__Problem description__. Give back all the data below exactly as it is shown.

===== Supplied data

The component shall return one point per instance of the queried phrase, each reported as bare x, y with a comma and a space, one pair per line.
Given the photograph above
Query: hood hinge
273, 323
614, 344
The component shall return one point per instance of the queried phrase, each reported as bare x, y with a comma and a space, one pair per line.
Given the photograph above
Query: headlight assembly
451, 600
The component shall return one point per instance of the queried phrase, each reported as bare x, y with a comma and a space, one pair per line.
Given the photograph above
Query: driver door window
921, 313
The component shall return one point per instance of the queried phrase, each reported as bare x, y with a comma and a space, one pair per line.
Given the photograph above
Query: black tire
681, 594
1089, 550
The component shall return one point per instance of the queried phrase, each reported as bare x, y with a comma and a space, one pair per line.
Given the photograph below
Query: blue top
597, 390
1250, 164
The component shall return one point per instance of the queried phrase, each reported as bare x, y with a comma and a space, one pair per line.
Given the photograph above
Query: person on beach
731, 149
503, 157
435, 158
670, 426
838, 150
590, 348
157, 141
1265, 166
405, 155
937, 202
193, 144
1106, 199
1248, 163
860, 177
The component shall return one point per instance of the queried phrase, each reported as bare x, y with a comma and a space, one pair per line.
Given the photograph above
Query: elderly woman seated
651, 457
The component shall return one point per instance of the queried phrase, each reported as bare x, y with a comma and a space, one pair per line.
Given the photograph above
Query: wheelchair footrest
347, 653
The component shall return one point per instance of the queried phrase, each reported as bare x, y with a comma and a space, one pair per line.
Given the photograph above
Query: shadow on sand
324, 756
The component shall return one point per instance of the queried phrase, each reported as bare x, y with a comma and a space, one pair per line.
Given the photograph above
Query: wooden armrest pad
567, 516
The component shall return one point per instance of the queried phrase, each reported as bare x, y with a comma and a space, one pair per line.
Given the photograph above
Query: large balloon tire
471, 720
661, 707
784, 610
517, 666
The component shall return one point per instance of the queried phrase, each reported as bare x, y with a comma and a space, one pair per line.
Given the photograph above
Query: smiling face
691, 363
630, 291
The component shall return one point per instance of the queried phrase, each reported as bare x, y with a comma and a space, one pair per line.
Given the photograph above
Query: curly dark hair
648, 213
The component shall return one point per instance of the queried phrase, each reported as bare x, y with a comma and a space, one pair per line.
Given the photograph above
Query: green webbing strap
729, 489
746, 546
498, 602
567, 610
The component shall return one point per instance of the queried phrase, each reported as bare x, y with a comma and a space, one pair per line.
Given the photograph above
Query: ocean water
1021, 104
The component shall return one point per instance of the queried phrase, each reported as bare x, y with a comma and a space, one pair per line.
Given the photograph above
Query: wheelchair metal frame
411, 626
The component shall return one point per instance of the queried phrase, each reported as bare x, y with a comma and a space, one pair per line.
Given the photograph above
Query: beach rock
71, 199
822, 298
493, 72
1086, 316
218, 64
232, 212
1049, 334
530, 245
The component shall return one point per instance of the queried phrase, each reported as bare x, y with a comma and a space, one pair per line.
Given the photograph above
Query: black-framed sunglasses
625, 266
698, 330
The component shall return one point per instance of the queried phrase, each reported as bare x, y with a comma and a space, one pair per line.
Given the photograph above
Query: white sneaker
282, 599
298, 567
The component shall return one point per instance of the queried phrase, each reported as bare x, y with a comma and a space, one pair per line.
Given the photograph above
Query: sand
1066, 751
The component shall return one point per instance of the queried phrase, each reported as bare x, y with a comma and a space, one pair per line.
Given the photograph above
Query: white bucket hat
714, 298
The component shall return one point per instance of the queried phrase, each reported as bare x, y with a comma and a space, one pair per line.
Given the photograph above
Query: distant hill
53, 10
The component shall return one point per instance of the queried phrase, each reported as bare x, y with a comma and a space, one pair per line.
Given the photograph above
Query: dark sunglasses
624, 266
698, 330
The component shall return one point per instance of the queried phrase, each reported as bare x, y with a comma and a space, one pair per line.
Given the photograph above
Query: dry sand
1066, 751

==========

__Exercise response__.
The component shall return one point per instance of the queried phrase, each reported as bare x, y with a comma and a space, one pair per line.
Given the photograph above
Query: hood hinge
273, 323
614, 344
The component shall return one point per instance of the queried phrase, each reported as bare x, y with a comma and a space, one pair per line.
Given the photograph above
Query: headlight assembly
451, 600
The component shall return one point per instance of the queried phrase, each reported as bare x, y with a comma and a space, one pair per line.
Given the photograph above
Query: driver door window
921, 313
The component shall return one point per instance of the queried phrase, each reported as bare x, y with a comma and a space, one pair per line.
Given the photograph above
Query: black tire
681, 594
1089, 550
The component shall return one point per instance of the queried phrase, each reported as bare x, y with a comma and a space, one pair per line.
Given the photograph below
Query: blue top
597, 390
1250, 164
The component shall return one point per instance of the queried phrase, each reported as bare x, y with a comma and a space, one pair per line.
Given the photograph above
Query: person on beach
731, 149
503, 157
435, 158
670, 426
838, 150
590, 348
157, 141
1265, 166
405, 155
937, 202
193, 144
1106, 199
1248, 163
860, 177
The component shall return one point per instance of the queried phrase, each reported as bare x, y with a comma and a space, one pair per line.
Given the photograph above
Query: elderly woman seated
651, 457
The component shall return one point per instance of the queried phrase, each reported as bare x, y with a comma and a space, one pair per line.
Given the photograph above
Query: wheelchair footrest
347, 653
The component shall return one point per instance of the queried phrase, each reported as bare x, y with a comma and a space, one pair per line.
Given the photograph above
Query: shadow on sand
324, 756
The component shall return one point per instance of the queried phrase, each reported as bare x, y with a comma and a space, one pair per line.
Given the photograph above
Query: wooden armrest pad
567, 516
The component shall return one point per instance of the queried phrase, each reported as bare x, y with a comma and a space, one pair per line.
Given the photograph above
Query: large balloon tire
471, 720
661, 707
784, 610
517, 666
The component shall return one point per instance of the queried phrase, each reported as bare x, y with a comma and a space, one pair per line.
Given the photograph above
Query: smiling face
691, 363
630, 291
The component shall return one point per instance of the queried phrase, each reported as bare x, y with a comma and a space, one pair per line.
Given the photograph above
Query: curly dark hair
648, 213
The component shall return one point per instance of the queried phrase, each reported as bare x, y with a comma and a space, one pair per line.
Given the photograph above
Query: green webbing strap
729, 489
746, 546
498, 602
567, 610
The component shall return one point per instance of the queried phrase, each reported as bare x, y with a comma and a space, one pair per line.
Given the photograph above
Query: ocean water
1021, 104
The component shall return one point per instance of the queried phrase, each reported as bare x, y with a comma and a space, one pair per line.
Given the photograph above
Query: wheelchair metal frame
411, 626
The component shall return one point per instance of the queried phrase, each reported as bare x, y with a comma and a space, one pair per line.
Given the photograph above
Query: beach rock
71, 199
822, 298
493, 72
1086, 316
218, 64
232, 212
1049, 334
530, 245
The component shall return one point per instance of the queried phrase, each reported as bare x, y with a comma and a space, one pair per line.
Given the photograph above
Query: black-framed sunglasses
625, 266
698, 330
The component shall return one point per instance of the queried phrase, each reported as bare x, y with a comma and a space, one pair per line.
Given the photograph above
Query: white sneaker
282, 599
298, 567
The component shall return one point per instance of the queried phrase, each reported as bare x, y with a comma and a space, one pair per line.
Given the photograph above
Query: sand
1066, 751
The component shall return one point per instance of the queried phrase, each reported as bare x, y with a comma and a space, one pair per line.
Given the photograph above
Query: white bucket hat
714, 298
The component shall return one point per instance of the queried phrase, each reported as bare x, y with a comma and a space, one pair per line.
Given the photograph above
Query: distant hill
53, 10
The component shall return one point per instance of the queried phrase, each reported as bare x, y with a comma and a space, one pair per line.
Given the photograph above
Query: dark sunglasses
624, 266
698, 330
The component shall return one point per instance of the queried phrase, each reported as bare x, y with a comma and a space, one pair per line.
Given the photograph above
Query: dry sand
1066, 751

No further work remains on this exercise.